## Leestekst

6.2.Na de wijziging van hun eis in reconventie bij memorie van grieven vorderen BGO en haar vennoten in reconventie veroordeling van [geïntimeerde] tot betaling van:
primair € 81.053,39 althans subsidiair € 32.170,70;
€ 12.248,12;
€ 6.268,69;
telkens vermeerderd met de wettelijke handelsrente vanaf 31 augustus 2012. Met hun eerste twee grieven willen BGO en haar vennoten bereiken dat deze gewijzigde vorderingen worden toegewezen. Het hof zal de vorderingen in het onderstaande bespreken.
Met betrekking tot het onder A primair en subsidiair gevorderde
6.3.1.Aan het onder A primair en subsidiair gevorderde hebben BGO en haar vennoten, kort weergegeven, het volgende ten grondslag gelegd.
BGO heeft bij brief van 11 mei 2012 aan [geïntimeerde] meegedeeld dat hij tot tweemaal toe voor problemen op de bouw heeft gezorgd, dat daardoor de relatie tussen BGO en haar opdrachtgever ter discussie is komen te staan, dat BGO daarom de samenwerking met [geïntimeerde] beëindigt en dat [geïntimeerde] niet meer op de bouw in [plaats 1] mag komen.
Desondanks is [geïntimeerde] op maandag 14 mei 2012 weer op de bouw in [plaats 1] verschenen. [geïntimeerde] heeft toen ophef gemaakt over facturen van hem die door [stukadoorsbedrijf] stukadoorsbedrijf, de eenmanszaak van dhr. [bestuurder/leidinggevende van stukadoorsbedrijf], onbetaald waren gelaten. [geïntimeerde] heeft daarbij de in- en uitgang van de bouwplaats geblokkeerd. Dusdoende heeft [geïntimeerde] commotie op de bouwplaats veroorzaakt, als gevolg waarvan het werk stagneerde. Door deze handelwijze is [geïntimeerde] tekort geschoten in de nakoming van:
de uit artikel 11 lid 1 sub a van de mantelovereenkomst voortvloeiende verplichting om het werk goed en deugdelijk uit te voeren;
de uit artikel 14 lid 3 van de mantelovereenkomst voortvloeiende verplichting om zijn werkzaamheden zodanig uit te voeren dat daarbij in de werkzaamheden van BGO en derden geen stagnatie ontstaat of kan ontstaan.
Het handelen van [geïntimeerde] heeft ertoe geleid dat R&S Projects NV de aanneemovereenkomst met BGO bij brief van 15 mei 2012 heeft beëindigd. Als gevolg daarvan heeft BGO geen enkele betaling van R&S Projects NV ontvangen, zodat BGO de volledige aanneemsom van € 81.053,39 is misgelopen.

## Materiaal
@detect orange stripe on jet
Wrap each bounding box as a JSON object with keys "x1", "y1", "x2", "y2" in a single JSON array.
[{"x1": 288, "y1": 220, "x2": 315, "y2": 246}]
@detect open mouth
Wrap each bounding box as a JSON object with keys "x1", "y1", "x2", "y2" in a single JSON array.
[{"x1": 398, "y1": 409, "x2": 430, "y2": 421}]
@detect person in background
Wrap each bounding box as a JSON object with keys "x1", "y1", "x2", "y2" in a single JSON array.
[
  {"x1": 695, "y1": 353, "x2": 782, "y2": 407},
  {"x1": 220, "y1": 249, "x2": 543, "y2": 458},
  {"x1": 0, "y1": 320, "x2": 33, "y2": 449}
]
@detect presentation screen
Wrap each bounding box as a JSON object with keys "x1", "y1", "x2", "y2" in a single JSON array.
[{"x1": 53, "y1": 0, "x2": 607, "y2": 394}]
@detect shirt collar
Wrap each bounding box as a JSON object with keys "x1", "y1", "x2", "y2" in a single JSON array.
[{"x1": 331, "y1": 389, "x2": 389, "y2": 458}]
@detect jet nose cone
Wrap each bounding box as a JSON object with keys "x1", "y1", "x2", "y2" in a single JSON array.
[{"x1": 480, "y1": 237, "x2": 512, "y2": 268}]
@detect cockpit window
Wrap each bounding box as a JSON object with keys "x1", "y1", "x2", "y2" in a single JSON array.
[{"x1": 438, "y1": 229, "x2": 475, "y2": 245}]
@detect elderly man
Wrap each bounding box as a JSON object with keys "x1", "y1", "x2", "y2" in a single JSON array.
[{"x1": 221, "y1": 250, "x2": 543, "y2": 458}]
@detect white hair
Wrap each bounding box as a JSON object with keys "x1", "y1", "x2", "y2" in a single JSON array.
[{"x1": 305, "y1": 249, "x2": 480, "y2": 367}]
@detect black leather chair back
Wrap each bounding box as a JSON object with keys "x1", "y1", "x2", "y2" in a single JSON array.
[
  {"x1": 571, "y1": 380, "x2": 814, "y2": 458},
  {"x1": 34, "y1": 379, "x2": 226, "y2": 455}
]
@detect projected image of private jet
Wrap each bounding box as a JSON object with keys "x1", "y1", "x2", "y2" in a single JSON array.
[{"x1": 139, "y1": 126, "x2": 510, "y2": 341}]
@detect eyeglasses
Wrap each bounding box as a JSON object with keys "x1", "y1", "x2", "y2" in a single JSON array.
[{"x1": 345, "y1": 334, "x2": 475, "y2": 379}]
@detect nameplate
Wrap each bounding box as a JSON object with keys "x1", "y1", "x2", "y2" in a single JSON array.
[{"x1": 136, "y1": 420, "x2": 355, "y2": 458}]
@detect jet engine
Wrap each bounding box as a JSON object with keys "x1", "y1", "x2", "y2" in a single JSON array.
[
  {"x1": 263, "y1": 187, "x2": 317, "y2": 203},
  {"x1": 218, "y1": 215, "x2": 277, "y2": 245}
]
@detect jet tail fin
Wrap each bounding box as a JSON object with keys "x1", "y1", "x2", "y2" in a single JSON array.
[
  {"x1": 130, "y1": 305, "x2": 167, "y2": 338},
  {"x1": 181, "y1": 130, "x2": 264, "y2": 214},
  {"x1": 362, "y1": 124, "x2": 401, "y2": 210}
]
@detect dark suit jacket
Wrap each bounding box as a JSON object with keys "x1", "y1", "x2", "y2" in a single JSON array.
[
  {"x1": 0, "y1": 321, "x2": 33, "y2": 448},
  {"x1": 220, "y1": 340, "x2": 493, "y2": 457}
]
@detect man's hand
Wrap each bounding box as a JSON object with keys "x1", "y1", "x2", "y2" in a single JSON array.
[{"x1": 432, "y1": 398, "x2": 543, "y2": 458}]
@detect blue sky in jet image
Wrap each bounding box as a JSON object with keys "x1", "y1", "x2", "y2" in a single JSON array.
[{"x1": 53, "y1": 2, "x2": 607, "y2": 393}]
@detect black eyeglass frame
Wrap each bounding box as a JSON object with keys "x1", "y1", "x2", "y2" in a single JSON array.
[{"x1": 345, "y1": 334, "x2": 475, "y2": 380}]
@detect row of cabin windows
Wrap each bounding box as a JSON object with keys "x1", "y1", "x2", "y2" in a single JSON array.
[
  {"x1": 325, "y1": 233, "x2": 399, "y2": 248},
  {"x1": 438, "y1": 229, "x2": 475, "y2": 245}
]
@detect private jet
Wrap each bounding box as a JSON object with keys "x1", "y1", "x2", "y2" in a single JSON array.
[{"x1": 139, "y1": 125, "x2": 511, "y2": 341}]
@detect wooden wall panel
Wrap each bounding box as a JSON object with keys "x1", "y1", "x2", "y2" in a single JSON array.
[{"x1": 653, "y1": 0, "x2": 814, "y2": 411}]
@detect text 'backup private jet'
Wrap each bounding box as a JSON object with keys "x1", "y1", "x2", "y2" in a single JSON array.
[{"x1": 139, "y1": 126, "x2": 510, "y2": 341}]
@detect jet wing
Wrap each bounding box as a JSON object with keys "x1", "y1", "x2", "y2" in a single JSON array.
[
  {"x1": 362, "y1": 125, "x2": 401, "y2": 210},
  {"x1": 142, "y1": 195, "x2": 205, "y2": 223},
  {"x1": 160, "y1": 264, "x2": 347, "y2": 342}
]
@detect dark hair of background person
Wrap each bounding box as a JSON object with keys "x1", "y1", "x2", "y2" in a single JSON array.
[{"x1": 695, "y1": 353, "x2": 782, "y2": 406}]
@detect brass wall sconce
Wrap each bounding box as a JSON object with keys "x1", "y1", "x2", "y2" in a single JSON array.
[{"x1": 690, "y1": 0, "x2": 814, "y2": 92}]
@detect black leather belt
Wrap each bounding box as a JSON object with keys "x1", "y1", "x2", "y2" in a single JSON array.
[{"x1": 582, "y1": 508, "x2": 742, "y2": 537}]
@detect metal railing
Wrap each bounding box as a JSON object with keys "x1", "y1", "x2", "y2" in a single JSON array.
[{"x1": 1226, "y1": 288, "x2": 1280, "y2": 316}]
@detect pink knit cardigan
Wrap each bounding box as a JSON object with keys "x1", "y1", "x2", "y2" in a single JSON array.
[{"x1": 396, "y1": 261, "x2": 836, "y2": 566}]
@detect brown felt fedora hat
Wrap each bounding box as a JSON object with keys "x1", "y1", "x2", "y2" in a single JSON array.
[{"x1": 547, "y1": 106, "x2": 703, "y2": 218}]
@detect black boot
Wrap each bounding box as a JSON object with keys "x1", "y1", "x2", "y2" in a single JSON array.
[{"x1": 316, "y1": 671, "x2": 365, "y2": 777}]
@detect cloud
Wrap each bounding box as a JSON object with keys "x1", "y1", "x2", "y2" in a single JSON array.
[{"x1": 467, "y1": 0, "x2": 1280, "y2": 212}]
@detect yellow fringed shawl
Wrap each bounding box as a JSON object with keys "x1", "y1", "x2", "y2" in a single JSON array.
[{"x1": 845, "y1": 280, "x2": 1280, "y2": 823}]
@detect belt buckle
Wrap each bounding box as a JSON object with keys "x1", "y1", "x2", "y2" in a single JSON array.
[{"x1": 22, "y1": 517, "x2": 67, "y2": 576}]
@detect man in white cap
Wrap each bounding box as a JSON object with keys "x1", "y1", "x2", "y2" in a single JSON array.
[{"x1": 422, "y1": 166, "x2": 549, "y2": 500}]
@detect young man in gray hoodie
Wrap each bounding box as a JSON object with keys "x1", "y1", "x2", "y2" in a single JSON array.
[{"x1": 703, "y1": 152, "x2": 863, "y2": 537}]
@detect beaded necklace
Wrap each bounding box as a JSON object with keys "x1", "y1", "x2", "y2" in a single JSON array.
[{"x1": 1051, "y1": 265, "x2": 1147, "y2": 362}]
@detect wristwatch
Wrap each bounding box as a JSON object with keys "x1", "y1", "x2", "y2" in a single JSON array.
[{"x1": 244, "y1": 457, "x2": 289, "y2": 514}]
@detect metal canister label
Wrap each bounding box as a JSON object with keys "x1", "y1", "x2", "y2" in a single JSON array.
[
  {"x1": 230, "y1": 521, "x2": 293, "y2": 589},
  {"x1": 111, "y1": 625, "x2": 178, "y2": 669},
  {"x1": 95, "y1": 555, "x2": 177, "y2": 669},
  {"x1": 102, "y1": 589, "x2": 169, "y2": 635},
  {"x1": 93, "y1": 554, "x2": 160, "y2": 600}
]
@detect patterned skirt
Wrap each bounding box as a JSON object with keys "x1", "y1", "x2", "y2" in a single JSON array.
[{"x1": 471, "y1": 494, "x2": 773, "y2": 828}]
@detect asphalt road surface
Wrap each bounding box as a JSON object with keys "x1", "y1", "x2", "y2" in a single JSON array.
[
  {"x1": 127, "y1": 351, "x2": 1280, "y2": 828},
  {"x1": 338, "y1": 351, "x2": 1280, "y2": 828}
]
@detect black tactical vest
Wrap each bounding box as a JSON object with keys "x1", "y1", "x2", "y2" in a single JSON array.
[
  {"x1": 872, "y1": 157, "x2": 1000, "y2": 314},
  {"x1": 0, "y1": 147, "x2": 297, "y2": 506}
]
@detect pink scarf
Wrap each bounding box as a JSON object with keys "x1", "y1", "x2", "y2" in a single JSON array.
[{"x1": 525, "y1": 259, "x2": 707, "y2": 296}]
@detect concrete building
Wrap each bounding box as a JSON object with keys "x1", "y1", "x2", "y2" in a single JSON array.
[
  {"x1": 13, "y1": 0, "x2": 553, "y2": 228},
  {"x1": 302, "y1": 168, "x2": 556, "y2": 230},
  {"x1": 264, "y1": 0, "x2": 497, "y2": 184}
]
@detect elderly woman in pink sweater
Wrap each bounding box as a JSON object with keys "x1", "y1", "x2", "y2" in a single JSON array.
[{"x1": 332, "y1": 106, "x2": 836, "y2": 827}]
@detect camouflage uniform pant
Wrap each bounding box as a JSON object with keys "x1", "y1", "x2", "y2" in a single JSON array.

## Opdrachten
[1] Met welk bedrag heeft BGO volgens de leestekst de volledige aanneemsom misgelopen?
[2] Schrijf uit de leestekst letterlijk het gedeelte over dat opent met de woorden waarin "Met betrekking tot" staat en sluit met "1] mag komen.".

## Volledige antwoorden
[1] € 81.053,39

[2]
Met betrekking tot het onder A primair en subsidiair gevorderde
6.3.1.Aan het onder A primair en subsidiair gevorderde hebben BGO en haar vennoten, kort weergegeven, het volgende ten grondslag gelegd.
BGO heeft bij brief van 11 mei 2012 aan [geïntimeerde] meegedeeld dat hij tot tweemaal toe voor problemen op de bouw heeft gezorgd, dat daardoor de relatie tussen BGO en haar opdrachtgever ter discussie is komen te staan, dat BGO daarom de samenwerking met [geïntimeerde] beëindigt en dat [geïntimeerde] niet meer op de bouw in [plaats 1] mag komen.